[[ Page text, beginning ]]
Figure 2: The nuclear envelope is not a true “double membrane” barrier. The inner and outer nuclear membranes are continuous, connected by pores. The ER lumen and the space between nuclear membranes form a single continuous fluid network. Small molecules diffuse freely; only large macromolecules (>~30 kDa) are gated by nuclear pore complexes (NPCs). This reframes the nucleus as a sub-domain, not a separate organelle.
Figure 3: Nuclear Pore Complex (NPC) structure and function. (A) The NPC spans the curved membrane where inner and outer nuclear membranes meet. (B) Detailed structure showing the central channel, FG-repeat mesh, and transport directionality. (C) NPC insertion pathways during nuclear envelope growth. NPCs are among the largest molecular assemblies in biology (~500 proteins in yeast, ~1000 in humans, 50-120 MDa mass).
Key finding from NPC analysis: The Ran-GTP/GDP gradient that powers nuclear transport doesn’t require a membrane — it just requires spatial separation of GEFs (in nucleus) and GAPs (in cytoplasm). This is important because it suggests the transport machinery could have functioned before a fully sealed nuclear envelope evolved.
Figure 4: Comparison of bacterial/archaeal cell division (FtsZ ring) versus eukaryotic nuclear division. (A) Bacterial division via FtsZ. (B) Eukaryotic open mitosis with NPC disassembly. (C) Closed mitosis in fission yeast with localized NPC loss. The diversity of mitotic strategies suggests nuclear envelope dynamics evolved gradually.
[[ Page text, end ]]
Exercises:
1 > In the nuclear envelope text, roughly how many proteins make up a human nuclear pore complex?
2 > Resume the nuclear envelope text, starting right after its final sentence.
[[ Source material, beginning ]]
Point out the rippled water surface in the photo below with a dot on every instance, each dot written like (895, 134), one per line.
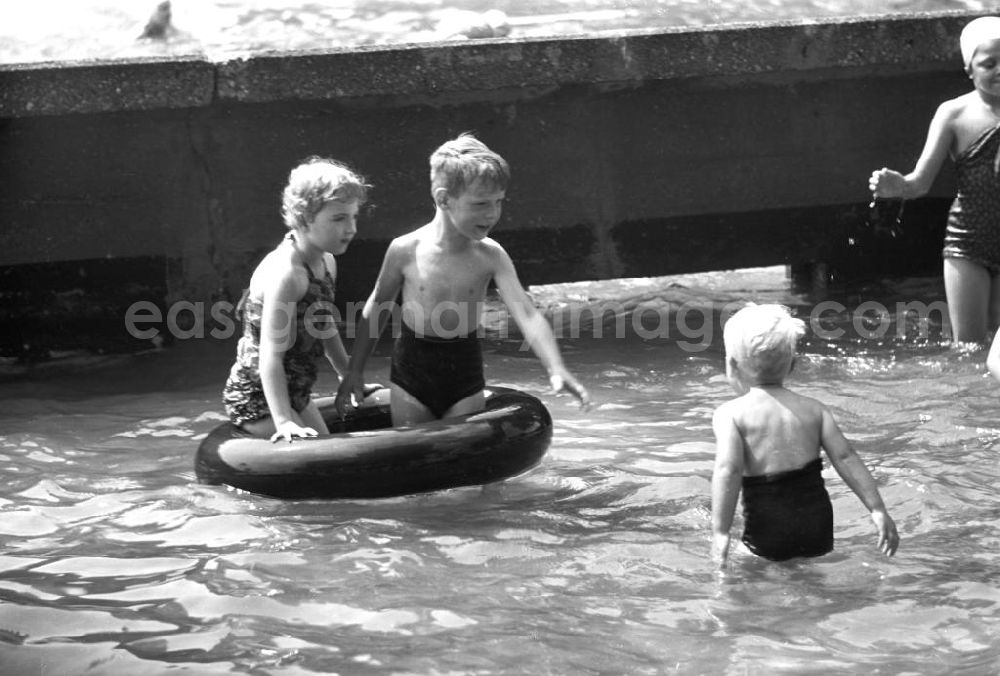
[[ Source material, end ]]
Responses in order:
1 > About 1000 proteins.

2 >
Figure 5: Archaeal cell biology relevant to nuclear evolution. (A) Methanocaldococcus jannaschii showing diverse cellular protrusions. (B) Sulfolobus spp. with large intercellular tunnels. (C) Ignicoccus hospitalis with outer cellular compartment. These structures suggest archaeal ancestors had membrane systems capable of evolving into nuclear envelopes.
Figure 6: Asgard archaea — the closest living relatives of eukaryotes. (A-C) Cell biological features including complex cytoskeletal elements, membrane-bound compartments, and vesicle-like structures. (D) Phylogenetic tree showing Asgard archaea branching closest to eukaryotes. (E) Presence of eukaryotic protein homologs in Asgard genomes.
Figure 7: The proposed model for gradual nuclear evolution from an archaeal ancestor. The model suggests stepwise evolution: (1) Membrane-bound protrusions create a protected genomic region. (2) These protrusions expand and surround the chromosome. (3) Nuclear pore complexes evolve to regulate macromolecular traffic. (4) The system refines into the modern nucleus with Ran-mediated transport.
c) Important Methods
Comparative cell biology approach:
- Survey of NPC structure across eukaryotes (yeast to human)
- Analysis of archaeal cell biology via electron microscopy and genomic comparisons
- Phylogenetic analysis of nuclear protein homologs in TACK and Asgard archaea
Key techniques reviewed:
- Cryo-EM of nuclear pore complexes
- Live-cell imaging of nuclear envelope dynamics during mitosis
- Genomic surveys for eukaryotic signature proteins in archaea
- Cell biological studies of extremophile archaea (Sulfolobus, Methanocaldococcus, Ignicoccus)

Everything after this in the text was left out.